SUPPLIED RECORDS Block Start

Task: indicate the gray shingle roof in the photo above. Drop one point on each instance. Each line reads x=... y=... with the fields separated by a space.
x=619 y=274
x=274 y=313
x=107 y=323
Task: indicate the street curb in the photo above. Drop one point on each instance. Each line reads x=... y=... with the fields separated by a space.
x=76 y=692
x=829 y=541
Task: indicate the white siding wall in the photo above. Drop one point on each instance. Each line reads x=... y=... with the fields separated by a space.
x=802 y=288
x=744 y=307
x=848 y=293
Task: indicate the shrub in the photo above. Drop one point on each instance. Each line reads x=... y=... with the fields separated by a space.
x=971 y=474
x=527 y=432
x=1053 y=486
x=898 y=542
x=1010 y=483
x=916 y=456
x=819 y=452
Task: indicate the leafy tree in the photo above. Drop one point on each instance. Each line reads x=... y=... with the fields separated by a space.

SUPPLIED RECORDS Block End

:: WORK REQUEST ::
Give every part of the material again, exactly as written.

:: PROBLEM SOLUTION ::
Task: indicate the gray shingle roof in the photo above. Drop one point on each instance. Each line reads x=... y=... with the fields separated by a space.
x=619 y=274
x=274 y=313
x=107 y=323
Task: indicate the street curb in the photo above. Drop one point on each instance. Each line reads x=... y=... with the fields separated by a space.
x=76 y=692
x=829 y=541
Task: indicate the white siding wall in the photo above. Drop one point on each instance. Each line reads x=... y=... with the fields separated by a space.
x=802 y=288
x=744 y=307
x=848 y=293
Task: indicate the shrub in the photo above. Drop one point on each instance. Each line reads x=... y=... with the fields separated by a space.
x=971 y=474
x=527 y=432
x=1053 y=486
x=898 y=542
x=1010 y=483
x=916 y=456
x=819 y=452
Task: indicate the leafy tree in the photo above. Drop one point on each instance. Each line reads x=... y=... with the fields separated by a space.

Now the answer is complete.